• Stated problem:
Copy out the entries below in full and exactly.

Location identification items:
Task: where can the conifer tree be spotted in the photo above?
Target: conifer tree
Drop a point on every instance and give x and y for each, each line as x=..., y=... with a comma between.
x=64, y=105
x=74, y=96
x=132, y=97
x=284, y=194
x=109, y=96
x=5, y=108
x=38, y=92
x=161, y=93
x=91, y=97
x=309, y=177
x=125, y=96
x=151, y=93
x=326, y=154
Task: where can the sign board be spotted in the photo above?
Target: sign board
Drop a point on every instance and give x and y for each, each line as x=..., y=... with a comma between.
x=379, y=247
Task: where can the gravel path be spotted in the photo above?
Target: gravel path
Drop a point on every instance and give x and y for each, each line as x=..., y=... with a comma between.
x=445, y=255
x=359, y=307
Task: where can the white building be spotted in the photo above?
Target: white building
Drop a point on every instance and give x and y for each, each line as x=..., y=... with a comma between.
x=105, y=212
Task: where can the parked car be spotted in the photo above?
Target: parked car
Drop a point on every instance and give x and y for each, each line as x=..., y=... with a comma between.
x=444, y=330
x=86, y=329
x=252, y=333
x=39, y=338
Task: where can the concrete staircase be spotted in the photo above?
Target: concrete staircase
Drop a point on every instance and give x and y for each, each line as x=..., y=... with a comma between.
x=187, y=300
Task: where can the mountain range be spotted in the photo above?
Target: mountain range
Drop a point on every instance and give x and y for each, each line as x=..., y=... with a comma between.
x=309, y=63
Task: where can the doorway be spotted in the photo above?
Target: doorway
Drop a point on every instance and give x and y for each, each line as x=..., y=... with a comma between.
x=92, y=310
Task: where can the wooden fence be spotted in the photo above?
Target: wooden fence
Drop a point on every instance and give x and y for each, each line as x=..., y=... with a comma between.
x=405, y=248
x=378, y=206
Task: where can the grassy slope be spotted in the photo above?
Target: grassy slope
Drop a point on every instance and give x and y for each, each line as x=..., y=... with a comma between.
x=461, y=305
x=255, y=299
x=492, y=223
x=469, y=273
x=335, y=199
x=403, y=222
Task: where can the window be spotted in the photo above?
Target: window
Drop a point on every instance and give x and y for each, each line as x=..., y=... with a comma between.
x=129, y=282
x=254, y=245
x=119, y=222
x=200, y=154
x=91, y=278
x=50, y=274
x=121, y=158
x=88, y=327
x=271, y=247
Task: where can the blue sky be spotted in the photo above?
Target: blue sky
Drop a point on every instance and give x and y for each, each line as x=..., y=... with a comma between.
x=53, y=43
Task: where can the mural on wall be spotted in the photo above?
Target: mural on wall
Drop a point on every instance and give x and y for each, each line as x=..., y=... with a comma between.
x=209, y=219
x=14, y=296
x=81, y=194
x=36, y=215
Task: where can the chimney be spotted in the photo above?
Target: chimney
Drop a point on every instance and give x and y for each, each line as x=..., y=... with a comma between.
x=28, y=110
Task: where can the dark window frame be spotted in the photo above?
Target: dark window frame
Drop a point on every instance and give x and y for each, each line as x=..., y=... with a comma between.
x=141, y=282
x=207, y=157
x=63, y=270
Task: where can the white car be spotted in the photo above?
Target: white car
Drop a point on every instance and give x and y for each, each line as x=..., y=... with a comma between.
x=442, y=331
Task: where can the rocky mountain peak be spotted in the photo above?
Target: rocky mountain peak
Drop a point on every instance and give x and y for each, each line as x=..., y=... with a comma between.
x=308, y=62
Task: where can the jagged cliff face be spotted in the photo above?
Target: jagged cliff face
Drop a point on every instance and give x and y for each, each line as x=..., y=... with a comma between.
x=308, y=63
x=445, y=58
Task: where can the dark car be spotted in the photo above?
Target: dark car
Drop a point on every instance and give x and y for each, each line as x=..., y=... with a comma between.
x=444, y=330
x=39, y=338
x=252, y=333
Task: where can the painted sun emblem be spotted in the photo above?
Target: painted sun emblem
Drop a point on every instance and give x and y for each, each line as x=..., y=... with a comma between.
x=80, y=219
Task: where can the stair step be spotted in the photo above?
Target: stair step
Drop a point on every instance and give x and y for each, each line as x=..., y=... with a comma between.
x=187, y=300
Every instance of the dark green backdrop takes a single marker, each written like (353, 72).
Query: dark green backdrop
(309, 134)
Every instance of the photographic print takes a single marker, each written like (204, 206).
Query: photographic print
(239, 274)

• Written solution:
Task: where can the conifer tree be spotted in the photo above?
Target: conifer tree
Drop a point on every instance and give x and y for each, each line as x=..., y=... with a comma between.
x=64, y=105
x=74, y=96
x=132, y=97
x=284, y=194
x=109, y=96
x=5, y=108
x=38, y=92
x=161, y=93
x=91, y=97
x=309, y=177
x=125, y=96
x=151, y=93
x=326, y=154
Task: where can the sign board be spotted in the photo above?
Target: sign board
Drop a point on every instance and give x and y for each, each line as x=..., y=... with a comma between.
x=379, y=247
Task: where can the gravel path be spotted in the photo above?
Target: gravel path
Drop a point on every instance and give x and y for each, each line as x=..., y=... with a comma between.
x=445, y=255
x=359, y=307
Task: where can the white building be spotted in the photo above?
Target: white building
Drop a point on every instance and give x and y for each, each line as x=..., y=... with a comma between.
x=105, y=212
Task: where can the parked car be spotted in the photo above?
Target: parked car
Drop a point on every instance and give x and y for each, each line as x=..., y=... with a comma between.
x=444, y=330
x=86, y=329
x=252, y=333
x=39, y=338
Task: where can the concrete staircase be spotted in the photo above?
Target: concrete staircase
Drop a point on every instance and give x and y for each, each line as x=..., y=... with a comma between.
x=187, y=300
Task: where can the mountain range be spotted in the photo above?
Target: mountain range
Drop a point on every instance and give x and y for each, each line as x=..., y=... with a comma between.
x=309, y=63
Task: where can the doorway be spotted in the photo above?
Target: doorway
Drop a point on every instance and give x and y for each, each line as x=..., y=... with a comma between.
x=92, y=310
Task: where can the wooden fence be spotted in the photo above?
Target: wooden fence
Drop a point on every instance and give x and y for each, each line as x=..., y=... with a comma between.
x=405, y=248
x=378, y=206
Task: where can the grassy slope be spotted in the photo above?
Target: grassy slope
Drop a point on every instance and give x and y for each, each line as x=..., y=... with a comma between.
x=461, y=305
x=255, y=299
x=492, y=223
x=469, y=273
x=335, y=199
x=403, y=222
Task: where can the window be spotted in the photo above?
Target: window
Drop a point on every instance and give x and y for each, each line as x=..., y=... with a comma between.
x=129, y=282
x=254, y=245
x=119, y=222
x=200, y=154
x=91, y=278
x=50, y=274
x=121, y=158
x=88, y=327
x=271, y=247
Task: where can the blue sky be spotted in the photo above?
Target: blue sky
Drop a point on every instance and give x and y for each, each line as x=..., y=... with a comma between.
x=53, y=43
Task: where can the mural on wall be spotted in the photo above?
Target: mural on wall
Drop a point on every instance and give x and y for each, each line as x=..., y=... with a comma between.
x=209, y=219
x=14, y=296
x=81, y=194
x=36, y=215
Task: where can the chimney be spotted in the photo above?
Target: chimney
Drop a point on every instance and give x and y for each, each line as x=..., y=... with a comma between.
x=28, y=110
Task: where can the dark window frame be spotted in the photo above?
Target: dark window frame
Drop a point on every instance and give x and y for each, each line as x=..., y=... with a comma between.
x=141, y=282
x=207, y=157
x=63, y=270
Task: where can the white car be spotted in the photo above?
Target: white car
Drop a point on every instance and give x and y for each, each line as x=..., y=... with a comma between.
x=442, y=331
Task: where can the rocky mountain peak be spotted in the photo above?
Target: rocky mountain peak
Drop a point on every instance and give x and y for each, each line as x=..., y=... with a comma between.
x=308, y=62
Task: where can the jagged cliff face be spotted in the photo above?
Target: jagged cliff face
Drop a point on every instance and give x and y for each, each line as x=..., y=... with a comma between.
x=308, y=63
x=445, y=58
Task: where can the dark car be spotted in the photo above?
Target: dark car
Drop a point on every instance and give x and y for each, each line as x=..., y=... with a comma between.
x=444, y=330
x=39, y=338
x=252, y=333
Task: where can the painted sun emblem be spotted in the photo above?
Target: painted sun emblem
Drop a point on every instance and give x and y for each, each line as x=..., y=... with a comma between.
x=80, y=219
Task: where can the stair step be spotted in the photo above?
Target: stair step
Drop a point on every instance and give x and y for each, each line as x=..., y=... with a comma between.
x=187, y=300
Every instance of the dark green backdrop takes a single marker, each written like (353, 72).
Query: dark green backdrop
(309, 134)
Every instance of the photographic print takes a single marker, each written like (204, 206).
Query: photographic print
(239, 274)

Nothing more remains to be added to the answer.